[Challenge]: Count the lines in the listing below that contain the string "wall", treating case as significant. Give only the number.

:: Data rows ::

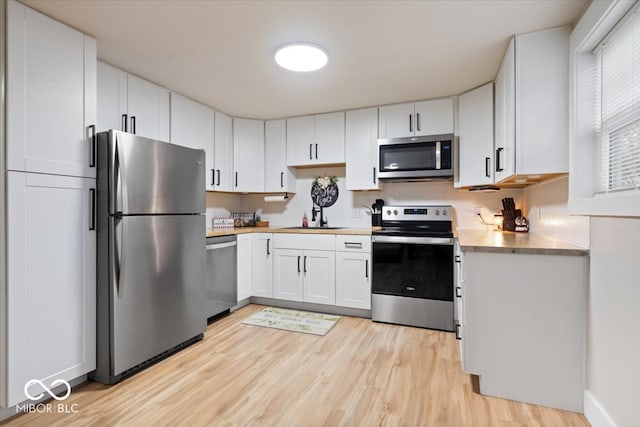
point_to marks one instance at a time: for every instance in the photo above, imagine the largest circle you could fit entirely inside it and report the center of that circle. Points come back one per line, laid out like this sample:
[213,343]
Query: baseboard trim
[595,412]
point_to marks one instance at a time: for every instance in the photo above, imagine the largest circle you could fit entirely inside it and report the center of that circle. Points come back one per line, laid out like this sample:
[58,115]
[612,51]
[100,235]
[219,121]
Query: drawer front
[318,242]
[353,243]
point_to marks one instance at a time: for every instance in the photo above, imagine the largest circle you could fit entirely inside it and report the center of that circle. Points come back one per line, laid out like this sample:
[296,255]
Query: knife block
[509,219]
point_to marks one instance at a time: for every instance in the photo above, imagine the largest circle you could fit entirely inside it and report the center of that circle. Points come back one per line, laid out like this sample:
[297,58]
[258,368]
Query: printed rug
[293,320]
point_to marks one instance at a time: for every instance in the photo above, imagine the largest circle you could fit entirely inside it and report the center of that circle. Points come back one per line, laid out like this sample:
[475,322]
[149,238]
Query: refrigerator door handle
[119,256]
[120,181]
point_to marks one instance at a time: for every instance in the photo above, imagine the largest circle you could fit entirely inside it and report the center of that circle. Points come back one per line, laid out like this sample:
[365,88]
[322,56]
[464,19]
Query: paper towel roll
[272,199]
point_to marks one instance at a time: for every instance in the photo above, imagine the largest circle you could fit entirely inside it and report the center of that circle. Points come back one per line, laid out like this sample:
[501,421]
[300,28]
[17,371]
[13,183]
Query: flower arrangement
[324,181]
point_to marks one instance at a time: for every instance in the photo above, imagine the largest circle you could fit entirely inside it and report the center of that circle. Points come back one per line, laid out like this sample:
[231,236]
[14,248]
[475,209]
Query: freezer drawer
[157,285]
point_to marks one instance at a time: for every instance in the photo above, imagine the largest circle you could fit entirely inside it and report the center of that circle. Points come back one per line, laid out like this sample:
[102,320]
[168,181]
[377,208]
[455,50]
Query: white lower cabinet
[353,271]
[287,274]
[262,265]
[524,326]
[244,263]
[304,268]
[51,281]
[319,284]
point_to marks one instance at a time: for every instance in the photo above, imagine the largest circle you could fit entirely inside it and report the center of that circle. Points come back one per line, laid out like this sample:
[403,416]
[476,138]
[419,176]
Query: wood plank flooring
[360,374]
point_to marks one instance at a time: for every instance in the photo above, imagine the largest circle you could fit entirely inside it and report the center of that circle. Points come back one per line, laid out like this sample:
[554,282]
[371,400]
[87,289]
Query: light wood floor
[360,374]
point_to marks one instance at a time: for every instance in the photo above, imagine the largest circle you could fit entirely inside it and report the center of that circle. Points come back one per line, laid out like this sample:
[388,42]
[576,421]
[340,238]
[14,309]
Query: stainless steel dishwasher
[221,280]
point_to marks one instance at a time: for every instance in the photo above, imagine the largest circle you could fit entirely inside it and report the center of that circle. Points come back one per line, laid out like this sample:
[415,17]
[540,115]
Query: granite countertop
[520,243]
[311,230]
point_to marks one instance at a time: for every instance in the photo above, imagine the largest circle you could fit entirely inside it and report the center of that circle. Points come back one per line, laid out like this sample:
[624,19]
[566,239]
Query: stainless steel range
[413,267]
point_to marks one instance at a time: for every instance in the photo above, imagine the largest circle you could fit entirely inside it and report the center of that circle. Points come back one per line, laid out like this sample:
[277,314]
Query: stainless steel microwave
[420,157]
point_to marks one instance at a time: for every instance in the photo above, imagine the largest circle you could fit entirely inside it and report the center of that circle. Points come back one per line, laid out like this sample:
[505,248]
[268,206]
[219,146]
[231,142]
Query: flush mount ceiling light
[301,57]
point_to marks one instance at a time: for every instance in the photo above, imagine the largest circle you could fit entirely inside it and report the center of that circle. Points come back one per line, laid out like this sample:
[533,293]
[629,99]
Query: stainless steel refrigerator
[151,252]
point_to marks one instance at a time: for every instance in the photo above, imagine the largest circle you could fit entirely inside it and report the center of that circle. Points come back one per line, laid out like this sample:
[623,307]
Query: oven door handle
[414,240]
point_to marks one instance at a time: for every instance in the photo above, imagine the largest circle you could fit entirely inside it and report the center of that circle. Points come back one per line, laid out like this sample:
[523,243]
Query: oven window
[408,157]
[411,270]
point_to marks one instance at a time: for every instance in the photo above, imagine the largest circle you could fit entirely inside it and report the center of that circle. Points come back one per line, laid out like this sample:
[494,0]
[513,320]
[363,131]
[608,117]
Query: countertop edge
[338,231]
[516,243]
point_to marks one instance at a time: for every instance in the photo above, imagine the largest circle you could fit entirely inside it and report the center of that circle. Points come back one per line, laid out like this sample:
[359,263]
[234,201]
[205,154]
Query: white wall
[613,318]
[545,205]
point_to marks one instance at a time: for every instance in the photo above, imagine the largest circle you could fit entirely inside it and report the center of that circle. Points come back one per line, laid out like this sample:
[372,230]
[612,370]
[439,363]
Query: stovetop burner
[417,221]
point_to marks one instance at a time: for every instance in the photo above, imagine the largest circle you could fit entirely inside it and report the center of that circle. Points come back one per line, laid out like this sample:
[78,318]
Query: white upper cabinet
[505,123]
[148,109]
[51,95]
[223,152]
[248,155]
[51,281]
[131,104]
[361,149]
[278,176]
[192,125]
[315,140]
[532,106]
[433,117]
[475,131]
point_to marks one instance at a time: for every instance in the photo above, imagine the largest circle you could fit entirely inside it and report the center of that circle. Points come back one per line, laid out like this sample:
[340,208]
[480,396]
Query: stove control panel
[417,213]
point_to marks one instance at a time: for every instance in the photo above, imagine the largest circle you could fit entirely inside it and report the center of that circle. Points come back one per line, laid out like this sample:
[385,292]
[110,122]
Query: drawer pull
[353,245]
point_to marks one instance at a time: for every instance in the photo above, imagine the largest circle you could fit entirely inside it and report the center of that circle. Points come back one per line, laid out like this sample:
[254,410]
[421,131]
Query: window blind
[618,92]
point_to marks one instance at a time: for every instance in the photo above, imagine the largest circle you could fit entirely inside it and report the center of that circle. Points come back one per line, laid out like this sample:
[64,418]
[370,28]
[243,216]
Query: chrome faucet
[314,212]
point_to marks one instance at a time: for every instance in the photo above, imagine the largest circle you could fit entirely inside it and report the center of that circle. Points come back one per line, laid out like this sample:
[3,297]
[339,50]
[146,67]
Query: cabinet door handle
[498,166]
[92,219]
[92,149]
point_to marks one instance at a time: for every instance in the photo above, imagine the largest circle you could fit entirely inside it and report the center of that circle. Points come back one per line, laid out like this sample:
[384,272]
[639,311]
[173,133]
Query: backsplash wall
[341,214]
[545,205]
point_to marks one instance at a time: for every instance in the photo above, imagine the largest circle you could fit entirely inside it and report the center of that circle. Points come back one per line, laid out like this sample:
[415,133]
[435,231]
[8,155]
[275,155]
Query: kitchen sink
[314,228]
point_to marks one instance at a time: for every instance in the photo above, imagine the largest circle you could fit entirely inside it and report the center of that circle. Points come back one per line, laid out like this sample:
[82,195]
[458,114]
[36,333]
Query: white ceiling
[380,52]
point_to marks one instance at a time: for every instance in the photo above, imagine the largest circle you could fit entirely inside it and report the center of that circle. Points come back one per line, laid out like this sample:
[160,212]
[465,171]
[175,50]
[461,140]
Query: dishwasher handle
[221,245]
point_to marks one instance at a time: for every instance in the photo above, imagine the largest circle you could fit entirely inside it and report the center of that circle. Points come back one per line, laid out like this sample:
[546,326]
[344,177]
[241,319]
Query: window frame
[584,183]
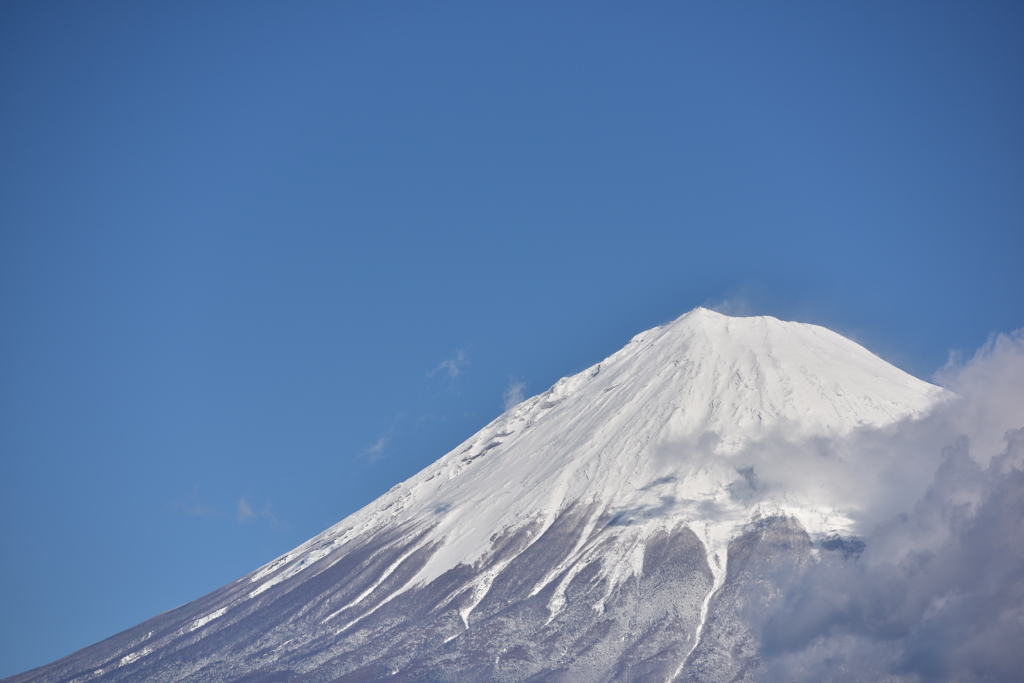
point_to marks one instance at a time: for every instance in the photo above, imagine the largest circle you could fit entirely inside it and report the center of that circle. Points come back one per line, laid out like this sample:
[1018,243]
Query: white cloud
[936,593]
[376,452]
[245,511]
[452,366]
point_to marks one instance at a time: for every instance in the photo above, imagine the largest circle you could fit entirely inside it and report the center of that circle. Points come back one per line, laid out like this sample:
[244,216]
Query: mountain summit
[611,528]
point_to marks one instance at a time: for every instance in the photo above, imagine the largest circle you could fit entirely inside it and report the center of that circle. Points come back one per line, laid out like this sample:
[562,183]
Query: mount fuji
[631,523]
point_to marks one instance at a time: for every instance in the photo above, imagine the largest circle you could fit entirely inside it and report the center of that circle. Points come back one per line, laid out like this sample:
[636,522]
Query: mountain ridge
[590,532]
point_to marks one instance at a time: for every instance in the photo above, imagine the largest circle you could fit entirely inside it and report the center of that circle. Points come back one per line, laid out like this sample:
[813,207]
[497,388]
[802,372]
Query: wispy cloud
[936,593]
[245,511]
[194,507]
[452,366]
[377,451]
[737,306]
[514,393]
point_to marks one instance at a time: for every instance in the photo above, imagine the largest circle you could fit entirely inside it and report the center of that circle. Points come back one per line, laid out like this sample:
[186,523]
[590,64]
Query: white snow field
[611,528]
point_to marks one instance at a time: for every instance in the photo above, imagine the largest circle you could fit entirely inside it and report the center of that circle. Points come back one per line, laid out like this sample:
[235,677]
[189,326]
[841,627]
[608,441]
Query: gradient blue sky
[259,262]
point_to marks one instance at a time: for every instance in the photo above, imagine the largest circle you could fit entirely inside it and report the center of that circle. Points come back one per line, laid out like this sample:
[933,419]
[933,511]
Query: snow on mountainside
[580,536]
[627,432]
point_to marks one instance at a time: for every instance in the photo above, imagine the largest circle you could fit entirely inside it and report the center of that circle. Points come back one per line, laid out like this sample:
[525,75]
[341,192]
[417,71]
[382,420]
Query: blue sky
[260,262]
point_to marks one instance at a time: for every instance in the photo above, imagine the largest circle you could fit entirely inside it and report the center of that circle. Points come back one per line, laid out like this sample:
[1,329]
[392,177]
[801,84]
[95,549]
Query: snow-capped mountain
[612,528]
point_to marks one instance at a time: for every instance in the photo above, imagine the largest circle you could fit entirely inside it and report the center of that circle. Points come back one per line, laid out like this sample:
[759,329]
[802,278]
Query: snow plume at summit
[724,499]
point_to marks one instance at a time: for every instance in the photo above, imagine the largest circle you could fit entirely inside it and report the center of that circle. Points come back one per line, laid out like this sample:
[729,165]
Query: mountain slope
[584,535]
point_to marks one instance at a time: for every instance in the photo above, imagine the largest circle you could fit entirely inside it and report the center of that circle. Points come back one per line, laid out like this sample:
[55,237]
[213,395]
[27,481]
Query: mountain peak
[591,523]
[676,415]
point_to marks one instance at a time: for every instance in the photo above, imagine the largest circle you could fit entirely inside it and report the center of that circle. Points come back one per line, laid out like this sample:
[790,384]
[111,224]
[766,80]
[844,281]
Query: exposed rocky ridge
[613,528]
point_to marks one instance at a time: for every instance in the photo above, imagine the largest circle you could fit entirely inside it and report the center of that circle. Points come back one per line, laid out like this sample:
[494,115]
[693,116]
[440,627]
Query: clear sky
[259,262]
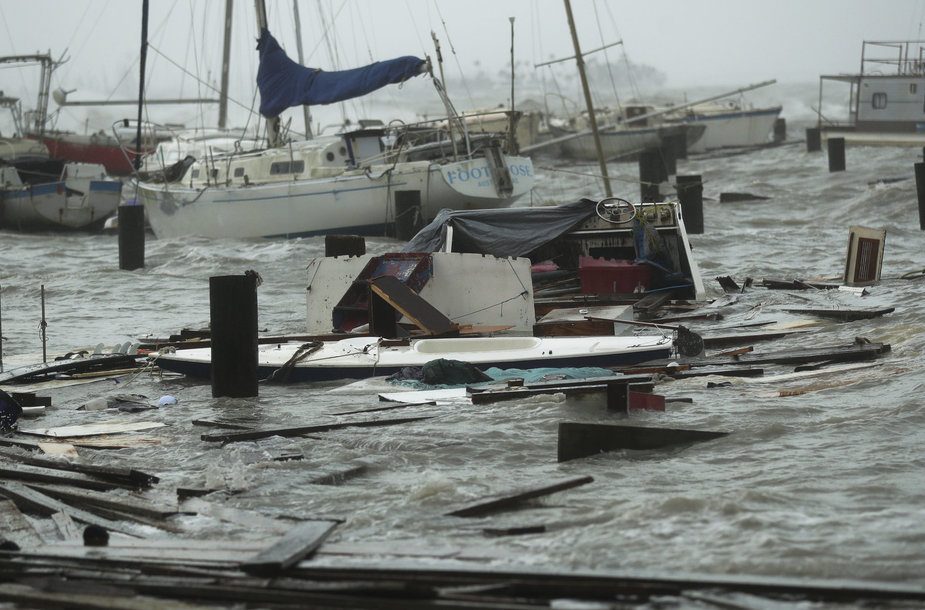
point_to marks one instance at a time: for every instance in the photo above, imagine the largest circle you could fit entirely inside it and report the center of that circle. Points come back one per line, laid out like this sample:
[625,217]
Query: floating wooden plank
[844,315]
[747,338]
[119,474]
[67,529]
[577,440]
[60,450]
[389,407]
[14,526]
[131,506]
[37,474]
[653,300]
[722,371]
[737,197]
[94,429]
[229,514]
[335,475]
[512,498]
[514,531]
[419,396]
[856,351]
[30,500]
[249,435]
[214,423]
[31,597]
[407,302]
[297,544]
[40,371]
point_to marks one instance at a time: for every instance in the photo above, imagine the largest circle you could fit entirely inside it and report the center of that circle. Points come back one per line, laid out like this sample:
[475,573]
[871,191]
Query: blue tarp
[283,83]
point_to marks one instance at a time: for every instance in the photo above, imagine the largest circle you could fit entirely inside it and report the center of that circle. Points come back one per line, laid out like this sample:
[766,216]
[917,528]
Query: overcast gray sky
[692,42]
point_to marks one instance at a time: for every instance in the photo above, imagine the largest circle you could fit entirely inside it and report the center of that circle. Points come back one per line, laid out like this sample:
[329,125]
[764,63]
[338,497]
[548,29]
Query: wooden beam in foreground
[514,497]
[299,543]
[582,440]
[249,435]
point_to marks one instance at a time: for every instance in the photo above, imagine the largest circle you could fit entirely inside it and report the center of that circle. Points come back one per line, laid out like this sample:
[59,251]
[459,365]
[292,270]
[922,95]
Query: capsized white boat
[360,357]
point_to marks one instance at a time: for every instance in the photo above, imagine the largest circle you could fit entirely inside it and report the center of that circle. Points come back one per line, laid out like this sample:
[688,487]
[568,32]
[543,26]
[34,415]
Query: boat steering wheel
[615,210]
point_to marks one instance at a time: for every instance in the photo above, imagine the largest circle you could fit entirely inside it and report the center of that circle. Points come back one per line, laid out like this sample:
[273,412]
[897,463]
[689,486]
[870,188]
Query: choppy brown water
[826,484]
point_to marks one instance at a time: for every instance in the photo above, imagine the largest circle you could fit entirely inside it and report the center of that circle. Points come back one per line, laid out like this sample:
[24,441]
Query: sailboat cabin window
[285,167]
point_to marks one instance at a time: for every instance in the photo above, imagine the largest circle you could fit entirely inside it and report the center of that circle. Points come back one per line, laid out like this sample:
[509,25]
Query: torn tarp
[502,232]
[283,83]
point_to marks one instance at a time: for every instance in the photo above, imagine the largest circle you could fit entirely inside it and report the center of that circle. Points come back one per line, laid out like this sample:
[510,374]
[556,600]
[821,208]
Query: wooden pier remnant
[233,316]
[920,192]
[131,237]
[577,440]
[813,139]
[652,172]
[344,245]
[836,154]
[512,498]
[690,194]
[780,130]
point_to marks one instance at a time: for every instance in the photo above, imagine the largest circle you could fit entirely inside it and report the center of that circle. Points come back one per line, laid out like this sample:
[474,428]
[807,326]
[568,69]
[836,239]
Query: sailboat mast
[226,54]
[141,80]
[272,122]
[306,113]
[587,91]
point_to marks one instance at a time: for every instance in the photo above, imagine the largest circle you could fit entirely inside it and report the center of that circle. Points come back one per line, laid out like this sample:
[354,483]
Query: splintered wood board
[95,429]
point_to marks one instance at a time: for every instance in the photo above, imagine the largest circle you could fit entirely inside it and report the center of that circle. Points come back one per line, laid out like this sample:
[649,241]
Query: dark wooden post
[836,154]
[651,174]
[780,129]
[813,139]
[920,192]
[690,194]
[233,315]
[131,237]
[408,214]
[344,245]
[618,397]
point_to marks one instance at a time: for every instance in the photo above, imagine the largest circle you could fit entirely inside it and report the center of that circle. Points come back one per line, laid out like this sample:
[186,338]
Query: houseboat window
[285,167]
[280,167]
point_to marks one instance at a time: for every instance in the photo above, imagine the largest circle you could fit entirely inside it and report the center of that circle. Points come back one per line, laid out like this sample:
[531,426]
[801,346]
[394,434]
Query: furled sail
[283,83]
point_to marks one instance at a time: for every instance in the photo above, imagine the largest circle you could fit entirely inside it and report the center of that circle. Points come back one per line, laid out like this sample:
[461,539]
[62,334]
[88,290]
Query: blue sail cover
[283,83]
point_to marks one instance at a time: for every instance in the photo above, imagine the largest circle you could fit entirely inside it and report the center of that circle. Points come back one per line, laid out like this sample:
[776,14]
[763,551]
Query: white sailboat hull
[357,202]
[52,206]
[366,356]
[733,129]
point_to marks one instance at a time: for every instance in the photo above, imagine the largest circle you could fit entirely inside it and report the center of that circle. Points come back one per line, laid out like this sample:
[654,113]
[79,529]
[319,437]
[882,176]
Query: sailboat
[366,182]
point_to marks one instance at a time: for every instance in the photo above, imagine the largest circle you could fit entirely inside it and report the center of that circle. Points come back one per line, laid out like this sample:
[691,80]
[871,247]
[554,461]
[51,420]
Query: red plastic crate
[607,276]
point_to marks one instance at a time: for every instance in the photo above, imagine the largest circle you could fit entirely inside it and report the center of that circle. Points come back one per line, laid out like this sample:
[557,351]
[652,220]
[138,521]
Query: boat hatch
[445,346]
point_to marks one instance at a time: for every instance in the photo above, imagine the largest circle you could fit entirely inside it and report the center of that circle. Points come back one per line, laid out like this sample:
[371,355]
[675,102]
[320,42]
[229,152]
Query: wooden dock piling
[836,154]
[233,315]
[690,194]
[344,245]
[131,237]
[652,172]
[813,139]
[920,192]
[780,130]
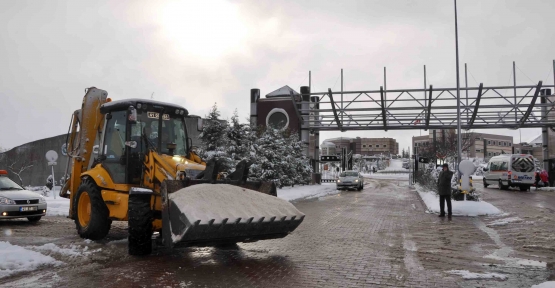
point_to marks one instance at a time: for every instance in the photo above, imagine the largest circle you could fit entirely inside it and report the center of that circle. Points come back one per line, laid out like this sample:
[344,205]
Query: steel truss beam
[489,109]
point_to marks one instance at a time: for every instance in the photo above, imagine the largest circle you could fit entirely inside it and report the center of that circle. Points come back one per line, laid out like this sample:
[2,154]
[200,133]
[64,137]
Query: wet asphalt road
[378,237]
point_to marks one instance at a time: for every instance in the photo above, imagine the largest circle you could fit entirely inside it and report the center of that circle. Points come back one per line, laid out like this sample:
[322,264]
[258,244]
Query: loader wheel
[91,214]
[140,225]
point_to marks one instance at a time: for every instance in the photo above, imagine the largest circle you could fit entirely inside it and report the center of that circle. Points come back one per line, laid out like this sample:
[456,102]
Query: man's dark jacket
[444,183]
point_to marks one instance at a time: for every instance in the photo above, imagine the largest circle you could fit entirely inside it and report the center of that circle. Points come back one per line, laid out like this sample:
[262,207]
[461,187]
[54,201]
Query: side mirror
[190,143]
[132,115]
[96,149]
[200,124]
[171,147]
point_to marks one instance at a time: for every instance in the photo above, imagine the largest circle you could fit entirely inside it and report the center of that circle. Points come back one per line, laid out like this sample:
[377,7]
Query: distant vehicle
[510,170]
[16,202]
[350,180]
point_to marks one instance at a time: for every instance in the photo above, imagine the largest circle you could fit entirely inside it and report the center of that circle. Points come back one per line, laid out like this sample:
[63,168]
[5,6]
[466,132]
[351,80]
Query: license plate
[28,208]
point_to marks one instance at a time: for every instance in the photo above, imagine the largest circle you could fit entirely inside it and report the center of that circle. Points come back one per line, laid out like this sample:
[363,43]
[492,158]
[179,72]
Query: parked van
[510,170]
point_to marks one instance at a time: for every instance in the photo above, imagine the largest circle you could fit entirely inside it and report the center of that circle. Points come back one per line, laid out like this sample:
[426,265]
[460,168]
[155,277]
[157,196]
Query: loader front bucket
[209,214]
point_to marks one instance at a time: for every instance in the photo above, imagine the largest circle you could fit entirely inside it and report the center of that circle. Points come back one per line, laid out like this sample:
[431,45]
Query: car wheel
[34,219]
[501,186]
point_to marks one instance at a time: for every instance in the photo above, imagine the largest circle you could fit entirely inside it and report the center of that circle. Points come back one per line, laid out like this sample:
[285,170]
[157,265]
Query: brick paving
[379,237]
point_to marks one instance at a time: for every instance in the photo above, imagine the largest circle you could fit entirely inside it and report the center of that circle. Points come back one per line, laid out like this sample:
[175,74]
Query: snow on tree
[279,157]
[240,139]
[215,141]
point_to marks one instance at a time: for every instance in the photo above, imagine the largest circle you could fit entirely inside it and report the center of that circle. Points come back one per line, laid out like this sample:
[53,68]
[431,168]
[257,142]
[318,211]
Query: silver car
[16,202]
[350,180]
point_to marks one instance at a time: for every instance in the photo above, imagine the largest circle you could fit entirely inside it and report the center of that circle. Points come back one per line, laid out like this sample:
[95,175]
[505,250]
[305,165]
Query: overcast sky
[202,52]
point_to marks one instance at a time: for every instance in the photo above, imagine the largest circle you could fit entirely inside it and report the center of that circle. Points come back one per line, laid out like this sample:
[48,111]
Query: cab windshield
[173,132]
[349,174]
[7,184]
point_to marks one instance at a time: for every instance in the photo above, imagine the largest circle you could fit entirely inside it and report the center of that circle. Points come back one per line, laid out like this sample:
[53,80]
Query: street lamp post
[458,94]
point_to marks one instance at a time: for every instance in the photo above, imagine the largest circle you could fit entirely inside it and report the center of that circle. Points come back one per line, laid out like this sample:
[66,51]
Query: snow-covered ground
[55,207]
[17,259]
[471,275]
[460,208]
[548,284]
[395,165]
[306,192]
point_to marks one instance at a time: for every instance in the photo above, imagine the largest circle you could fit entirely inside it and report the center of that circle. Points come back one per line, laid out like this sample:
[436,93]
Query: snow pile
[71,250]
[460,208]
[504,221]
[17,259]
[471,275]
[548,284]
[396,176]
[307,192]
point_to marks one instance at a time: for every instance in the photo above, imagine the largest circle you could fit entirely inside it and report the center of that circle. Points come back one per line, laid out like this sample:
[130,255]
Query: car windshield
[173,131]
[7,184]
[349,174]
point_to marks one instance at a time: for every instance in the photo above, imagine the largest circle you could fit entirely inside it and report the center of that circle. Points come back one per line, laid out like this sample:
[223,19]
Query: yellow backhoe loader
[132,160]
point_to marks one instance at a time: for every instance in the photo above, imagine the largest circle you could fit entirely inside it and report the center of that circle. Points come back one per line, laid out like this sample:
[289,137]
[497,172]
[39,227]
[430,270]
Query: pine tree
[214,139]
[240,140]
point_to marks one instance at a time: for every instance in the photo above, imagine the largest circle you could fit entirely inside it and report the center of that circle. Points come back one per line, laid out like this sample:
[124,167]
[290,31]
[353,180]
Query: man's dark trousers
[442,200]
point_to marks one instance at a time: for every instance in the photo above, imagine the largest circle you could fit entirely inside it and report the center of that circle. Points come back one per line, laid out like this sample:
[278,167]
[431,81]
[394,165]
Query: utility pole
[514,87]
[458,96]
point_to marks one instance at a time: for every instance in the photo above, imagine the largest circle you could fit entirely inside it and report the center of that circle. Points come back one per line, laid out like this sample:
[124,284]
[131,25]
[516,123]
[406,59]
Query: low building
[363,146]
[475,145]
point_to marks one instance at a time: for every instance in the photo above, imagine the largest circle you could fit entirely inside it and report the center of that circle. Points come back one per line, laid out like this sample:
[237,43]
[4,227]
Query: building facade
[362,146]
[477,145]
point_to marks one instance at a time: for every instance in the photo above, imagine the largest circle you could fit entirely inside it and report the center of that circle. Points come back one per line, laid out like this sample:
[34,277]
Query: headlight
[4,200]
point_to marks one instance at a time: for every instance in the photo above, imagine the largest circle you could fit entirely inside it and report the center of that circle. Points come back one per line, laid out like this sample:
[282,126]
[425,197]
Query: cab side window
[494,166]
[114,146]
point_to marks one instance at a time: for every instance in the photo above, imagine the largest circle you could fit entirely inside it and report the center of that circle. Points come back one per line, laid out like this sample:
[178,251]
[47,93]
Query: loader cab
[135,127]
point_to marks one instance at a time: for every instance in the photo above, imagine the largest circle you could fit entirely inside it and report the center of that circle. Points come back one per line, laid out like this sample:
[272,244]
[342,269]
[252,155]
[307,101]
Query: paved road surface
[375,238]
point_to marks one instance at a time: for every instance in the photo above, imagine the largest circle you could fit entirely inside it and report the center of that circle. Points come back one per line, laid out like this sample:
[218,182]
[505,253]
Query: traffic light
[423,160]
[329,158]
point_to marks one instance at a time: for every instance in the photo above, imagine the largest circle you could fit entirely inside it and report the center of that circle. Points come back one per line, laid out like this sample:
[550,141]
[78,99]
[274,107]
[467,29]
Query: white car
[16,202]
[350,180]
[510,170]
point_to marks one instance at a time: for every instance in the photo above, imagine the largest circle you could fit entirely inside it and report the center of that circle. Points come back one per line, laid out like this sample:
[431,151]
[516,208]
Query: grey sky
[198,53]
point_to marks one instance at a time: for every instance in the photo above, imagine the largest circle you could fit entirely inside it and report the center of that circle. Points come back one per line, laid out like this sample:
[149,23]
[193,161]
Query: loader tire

:::

[Solution]: 2